• _Aufgabenstellung_:
a - Beantworte zum Bericht über den Wettbewerb Neue Stimmen 2017 diese Fragen:
(i) Aus welchem Land stammt der Tenor Mingjie Lei?
(ii) Welchen Preis bekam Emily D’Angelo?
(iii) Aus welchem Land kommt Zlata Khershberg?
b - Führe den Bericht über den Gesangswettbewerb Neue Stimmen 2017 nach seinem letzten Satz weiter.

• _Textauszug_:
◇ ◇ ◇ ◇ ◇ ◇ ◇
Eine weitere Entdeckung ist der Empfänger des dritten Preises: der chinesische Tenor Mingjie Lei, der dank seines Legatoempfindens, seines weichen Traumtimbres und seiner intelligenten wie sensiblen Musikalität zu den herausragenden Persönlichkeiten des Finales gehörte. Mozarts extrem schwere Baumeisterarie aus „Die Entführung aus dem Serail“ sang er mit der Mühelosigkeit eines Wunderlich, Glucks „Unis dès la plus tendre enfance“ aus „Iphigénie en Tauride“ mit vornehmer, anrührender Voix Mixte.

Die Intensität des Innigen: Nicht die Singmaschinen des „Höher und Lauter“ setzen sich durch, sondern feinfühlige singende Menschen

Neue Stimmen 2017: Die Gewinnerin des ersten Preises Svetlina Stoyanova
Neue Stimmen 2017: Die Gewinnerin des ersten Preises Svetlina Stoyanova © Besim Mazhiq/Berstelsmann Stiftung

Enorm erfreulich bei der Vergabe an die drei weiblichen Preisträgerinnen, dass die Jury hier weniger die imposanten Singmaschinen für laute hohe Töne belohnte, sondern Künstlerinnen, die beweisen, dass Lyrik keinen Mangel an Ausdruck bedeuten darf. Bestes Beispiel: Die bulgarische Mezzosopranistin Svetlina Stoyanova, deren unverschnörkelte Schlichtheit und Natürlichkeit schon in Händels „Scherza infida“ aus „Ariodante“ berückend war: Seelengesang. Mozarts „Parto, parto“ aus „La Clemenza di Tito“ lebte wiederum von einer maximalen Intensität des Innigen. Ein erster Preis, der durch die geschickte Wahl von Svetlina Stoyanovas körperbetonten Roben zumindest mit beeinflusst gewesen sein mag. Hört die männlich dominierte Jury auch mit den Augen? Keine Frage: Oper ist eben auch eine Schaukunst. Noch deutlich aufregender war die kanadische Mezzosopranistin Emily D’Angelo, die aber nur den zweiten Preis einheimste, als Dorabella eine selbstbewusste moderne Frau auf die Bühne brachte und mit gestalterischer Finesse einer jeden Phrase begeisterte. Mit Händels „Dopo notte“ aus „Ariodante“ zündete Emily D’Angelo ein ganz lockeres, enorm versiertes Koloraturenfeuerwerk: Singen als purer Genuss – seitens der Sängerin wie seitens des Publikums. Ihre ungleich dramatischere Kollegin Zlata Khershberg aus Russland ersang sich den dritten Preis mit ihrem dunkel flammenden Mezzo, den sie mit Lust am Risiko und Ausloten des emotionalen Extrems von der Kopf- in die Bruststimme führte. Da gibt eine junge Sängerin, die wie aus einer anderen Zeit zu kommen scheint, einfach alles – hoffentlich nicht zu viel.
◇ ◇ ◇ ◇ ◇ ◇ ◇
• _Verfügbare Daten_:
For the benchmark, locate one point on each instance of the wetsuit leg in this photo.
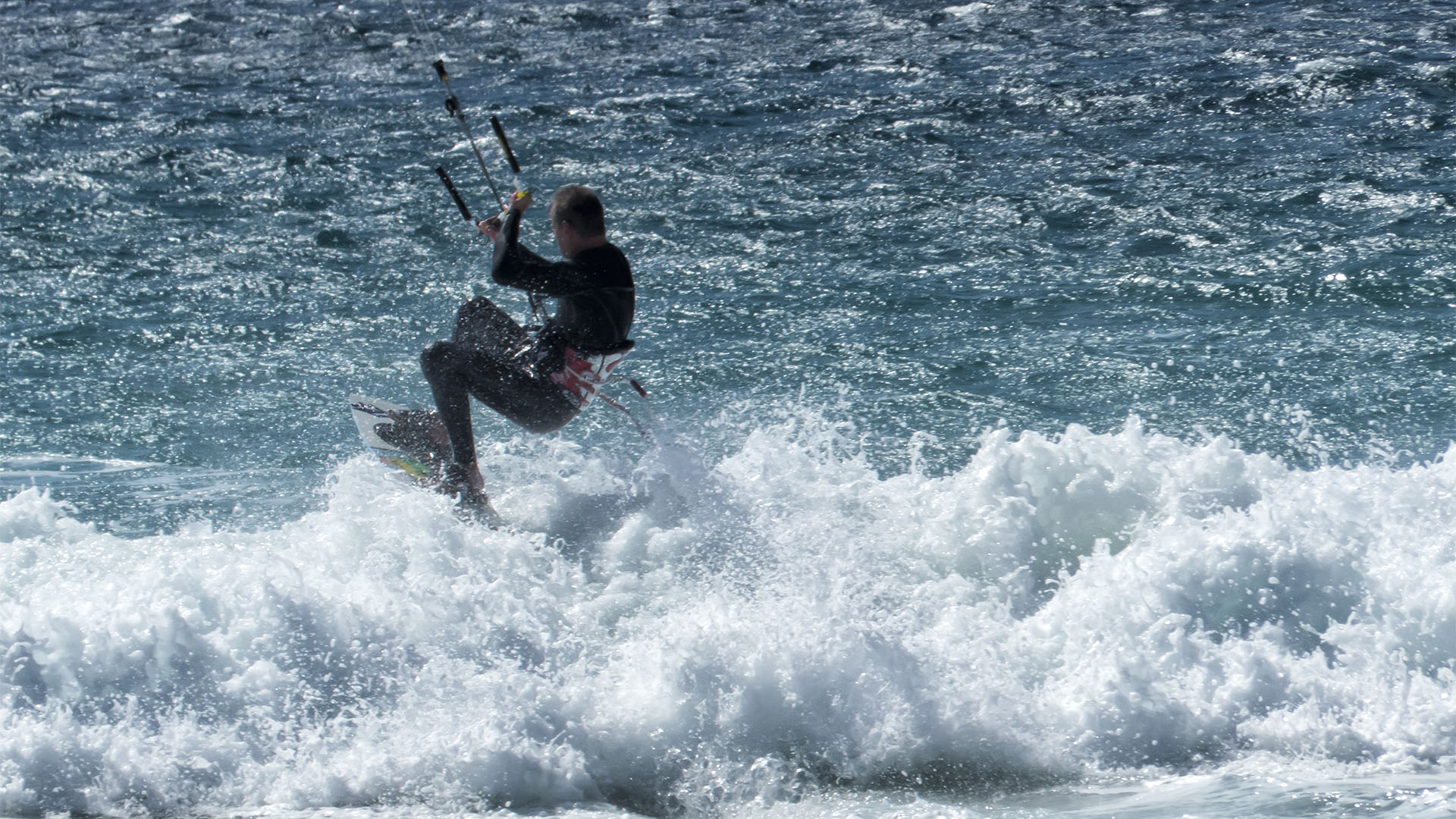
◇ ◇ ◇ ◇ ◇ ◇ ◇
• _Antworten_:
a -
(i) Aus China.
(ii) Den zweiten Preis.
(iii) Aus Russland.

b -
Zweifellos ein Höhepunkt des Abends: „Da, chas nastal“ aus Tschaikowskys „Orleanskaja Dewa“. Trotz Trompetentönen, die ihrem Namen alle Ehre machten, schaffte es Christina Nilsson nicht in die Reihe der ersten drei, einen Vertrag als Aida in ihrer Heimatstadt Stockholm hat sie indes längst in der Tasche. Gestalterische Tiefendimensionen fehlen der Sopranistin noch. Intendanten werden ob des gerade für Wagner gleichsam idealen nordischen Typs gleichwohl aufgehorcht haben. Webers „Ozean! Du Ungeheuer“ aus „Oberon“ muss man ihr in diesem Aplomb erst einmal nachsingen. Verfolgen sollte man auch Olga Rudyk, die zwar Puccinis lyrische Liù sang, aber mit ihren metallisch leuchtenden Tönen gar eine zukünftige Turandot sein könnte. Der Wettbewerb „Neue Stimmen“ ist eben – jenseits einzelner Preisentscheidungen – fraglos auch ein vielseitiges Versprechen an die Zukunft.